Lines from the entries below that hold "dark" form the answer; copy all of them.

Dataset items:
★ ★ ★ ★ ★
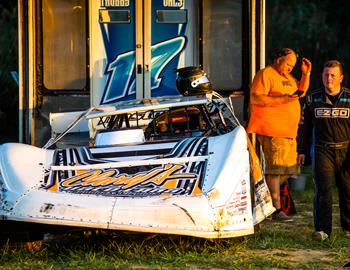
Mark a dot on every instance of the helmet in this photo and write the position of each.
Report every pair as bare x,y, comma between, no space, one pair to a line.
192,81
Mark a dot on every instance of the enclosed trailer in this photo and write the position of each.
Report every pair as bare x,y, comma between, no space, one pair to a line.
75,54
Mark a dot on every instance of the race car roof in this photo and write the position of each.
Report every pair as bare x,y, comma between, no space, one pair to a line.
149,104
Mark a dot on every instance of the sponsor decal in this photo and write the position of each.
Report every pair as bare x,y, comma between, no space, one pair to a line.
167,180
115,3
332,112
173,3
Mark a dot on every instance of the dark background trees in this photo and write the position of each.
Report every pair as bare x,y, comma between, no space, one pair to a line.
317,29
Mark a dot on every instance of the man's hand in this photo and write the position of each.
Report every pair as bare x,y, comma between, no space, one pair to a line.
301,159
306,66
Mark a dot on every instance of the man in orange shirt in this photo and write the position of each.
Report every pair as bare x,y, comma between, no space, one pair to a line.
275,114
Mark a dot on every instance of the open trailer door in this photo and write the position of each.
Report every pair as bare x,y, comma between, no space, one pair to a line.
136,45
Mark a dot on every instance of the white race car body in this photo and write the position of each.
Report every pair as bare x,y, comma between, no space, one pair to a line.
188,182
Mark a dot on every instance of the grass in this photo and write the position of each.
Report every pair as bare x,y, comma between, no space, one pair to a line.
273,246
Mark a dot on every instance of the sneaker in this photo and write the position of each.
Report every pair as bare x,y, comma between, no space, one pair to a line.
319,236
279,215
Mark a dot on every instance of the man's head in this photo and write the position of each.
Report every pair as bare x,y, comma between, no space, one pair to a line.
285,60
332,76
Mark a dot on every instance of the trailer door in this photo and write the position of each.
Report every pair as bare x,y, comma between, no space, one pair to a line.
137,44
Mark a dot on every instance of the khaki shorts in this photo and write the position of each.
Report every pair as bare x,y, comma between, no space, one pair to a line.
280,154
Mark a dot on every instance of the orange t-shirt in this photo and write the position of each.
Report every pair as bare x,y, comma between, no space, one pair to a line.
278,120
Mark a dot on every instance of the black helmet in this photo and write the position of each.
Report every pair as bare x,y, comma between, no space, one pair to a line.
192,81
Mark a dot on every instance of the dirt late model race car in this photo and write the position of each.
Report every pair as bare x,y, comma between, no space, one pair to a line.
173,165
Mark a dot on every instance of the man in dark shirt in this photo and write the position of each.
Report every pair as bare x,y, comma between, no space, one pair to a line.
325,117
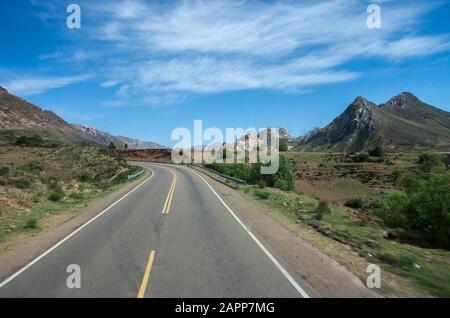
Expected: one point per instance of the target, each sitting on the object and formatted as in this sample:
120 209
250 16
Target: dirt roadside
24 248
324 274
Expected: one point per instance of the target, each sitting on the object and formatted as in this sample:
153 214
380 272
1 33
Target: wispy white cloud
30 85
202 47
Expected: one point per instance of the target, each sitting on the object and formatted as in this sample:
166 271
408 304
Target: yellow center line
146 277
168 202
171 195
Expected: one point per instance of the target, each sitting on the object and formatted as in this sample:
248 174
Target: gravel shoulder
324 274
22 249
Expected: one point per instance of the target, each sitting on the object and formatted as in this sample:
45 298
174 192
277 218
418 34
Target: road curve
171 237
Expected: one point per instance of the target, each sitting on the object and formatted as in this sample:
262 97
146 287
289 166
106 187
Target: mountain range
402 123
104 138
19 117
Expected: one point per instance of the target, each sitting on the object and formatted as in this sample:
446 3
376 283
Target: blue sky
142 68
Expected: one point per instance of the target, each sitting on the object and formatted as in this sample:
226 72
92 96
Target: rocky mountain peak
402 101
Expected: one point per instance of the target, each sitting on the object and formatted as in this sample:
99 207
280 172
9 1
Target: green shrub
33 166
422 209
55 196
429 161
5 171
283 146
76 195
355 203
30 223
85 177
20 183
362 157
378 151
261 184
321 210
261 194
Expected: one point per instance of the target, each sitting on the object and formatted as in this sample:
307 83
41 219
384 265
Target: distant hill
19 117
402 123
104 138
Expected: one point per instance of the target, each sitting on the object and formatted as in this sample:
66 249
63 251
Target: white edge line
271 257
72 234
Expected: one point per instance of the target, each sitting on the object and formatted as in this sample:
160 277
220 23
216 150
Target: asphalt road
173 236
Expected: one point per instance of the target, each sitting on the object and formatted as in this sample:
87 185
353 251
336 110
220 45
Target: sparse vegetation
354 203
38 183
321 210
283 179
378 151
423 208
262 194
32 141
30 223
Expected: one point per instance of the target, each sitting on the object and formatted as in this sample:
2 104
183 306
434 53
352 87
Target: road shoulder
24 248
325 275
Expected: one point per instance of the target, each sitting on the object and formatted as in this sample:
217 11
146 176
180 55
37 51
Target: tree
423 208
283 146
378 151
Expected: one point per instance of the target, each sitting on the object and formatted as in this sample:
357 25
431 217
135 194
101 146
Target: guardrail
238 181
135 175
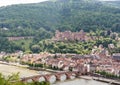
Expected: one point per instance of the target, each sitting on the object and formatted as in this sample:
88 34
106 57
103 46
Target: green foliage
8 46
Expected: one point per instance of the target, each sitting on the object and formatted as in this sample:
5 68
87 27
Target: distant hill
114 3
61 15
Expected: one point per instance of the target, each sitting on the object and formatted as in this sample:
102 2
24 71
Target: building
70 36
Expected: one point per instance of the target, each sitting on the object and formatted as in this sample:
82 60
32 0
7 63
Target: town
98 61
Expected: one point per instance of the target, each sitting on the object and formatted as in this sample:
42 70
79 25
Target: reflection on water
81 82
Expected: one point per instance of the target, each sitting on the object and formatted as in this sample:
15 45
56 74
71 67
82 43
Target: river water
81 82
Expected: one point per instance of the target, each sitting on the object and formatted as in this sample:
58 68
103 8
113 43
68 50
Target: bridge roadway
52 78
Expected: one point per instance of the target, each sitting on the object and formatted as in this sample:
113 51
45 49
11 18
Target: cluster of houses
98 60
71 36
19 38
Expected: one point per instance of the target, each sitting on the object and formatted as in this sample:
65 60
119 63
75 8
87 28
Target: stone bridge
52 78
★ ★ ★ ★ ★
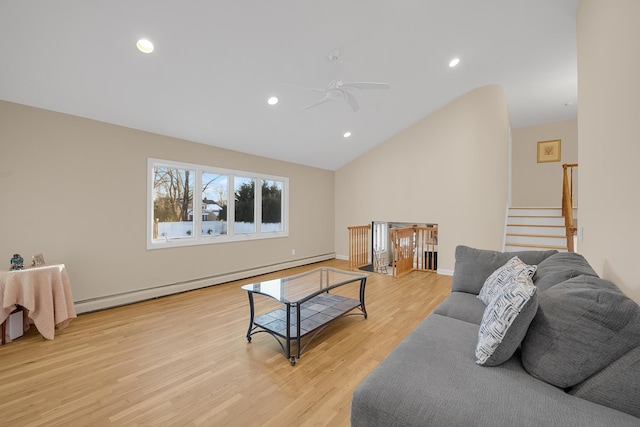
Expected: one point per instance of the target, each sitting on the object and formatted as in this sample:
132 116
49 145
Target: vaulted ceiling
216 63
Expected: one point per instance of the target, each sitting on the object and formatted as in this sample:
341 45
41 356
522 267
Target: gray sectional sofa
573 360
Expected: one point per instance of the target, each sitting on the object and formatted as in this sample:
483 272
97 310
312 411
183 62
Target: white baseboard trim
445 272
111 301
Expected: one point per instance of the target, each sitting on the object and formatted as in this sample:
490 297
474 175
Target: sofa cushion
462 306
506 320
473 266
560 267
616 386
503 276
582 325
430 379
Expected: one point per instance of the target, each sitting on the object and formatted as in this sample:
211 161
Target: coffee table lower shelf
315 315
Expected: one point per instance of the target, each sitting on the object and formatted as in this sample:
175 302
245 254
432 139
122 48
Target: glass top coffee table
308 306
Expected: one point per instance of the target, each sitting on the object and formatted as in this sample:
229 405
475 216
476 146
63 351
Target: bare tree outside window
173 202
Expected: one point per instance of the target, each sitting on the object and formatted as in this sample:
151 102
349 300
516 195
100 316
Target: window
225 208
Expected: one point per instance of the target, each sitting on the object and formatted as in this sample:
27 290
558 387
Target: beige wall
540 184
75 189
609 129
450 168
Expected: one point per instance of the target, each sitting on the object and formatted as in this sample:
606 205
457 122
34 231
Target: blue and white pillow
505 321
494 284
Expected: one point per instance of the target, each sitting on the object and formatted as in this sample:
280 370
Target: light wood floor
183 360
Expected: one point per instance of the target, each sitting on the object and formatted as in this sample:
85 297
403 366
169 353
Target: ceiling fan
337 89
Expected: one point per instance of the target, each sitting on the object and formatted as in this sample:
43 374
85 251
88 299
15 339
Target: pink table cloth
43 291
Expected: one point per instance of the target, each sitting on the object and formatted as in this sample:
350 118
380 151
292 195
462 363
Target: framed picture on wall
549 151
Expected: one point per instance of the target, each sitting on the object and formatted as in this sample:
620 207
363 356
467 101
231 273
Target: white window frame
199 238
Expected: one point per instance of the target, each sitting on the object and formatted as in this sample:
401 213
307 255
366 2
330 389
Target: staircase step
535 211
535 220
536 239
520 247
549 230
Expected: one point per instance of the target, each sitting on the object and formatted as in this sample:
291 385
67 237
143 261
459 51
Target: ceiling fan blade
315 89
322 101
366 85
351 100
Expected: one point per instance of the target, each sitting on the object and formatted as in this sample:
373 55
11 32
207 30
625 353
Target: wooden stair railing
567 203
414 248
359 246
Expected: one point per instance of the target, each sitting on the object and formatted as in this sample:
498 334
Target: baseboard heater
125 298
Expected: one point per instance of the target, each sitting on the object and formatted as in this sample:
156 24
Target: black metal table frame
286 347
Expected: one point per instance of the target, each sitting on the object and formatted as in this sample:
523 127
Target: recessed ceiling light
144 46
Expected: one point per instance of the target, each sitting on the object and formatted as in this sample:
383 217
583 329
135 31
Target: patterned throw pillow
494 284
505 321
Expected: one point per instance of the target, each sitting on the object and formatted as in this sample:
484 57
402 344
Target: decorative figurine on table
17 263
★ ★ ★ ★ ★
• **Written response**
Mark a dot on every instance of the dark background trees in this photo and write the position of each.
Mark a dot on every instance of the man in dark shirt in this photo and write the position of each.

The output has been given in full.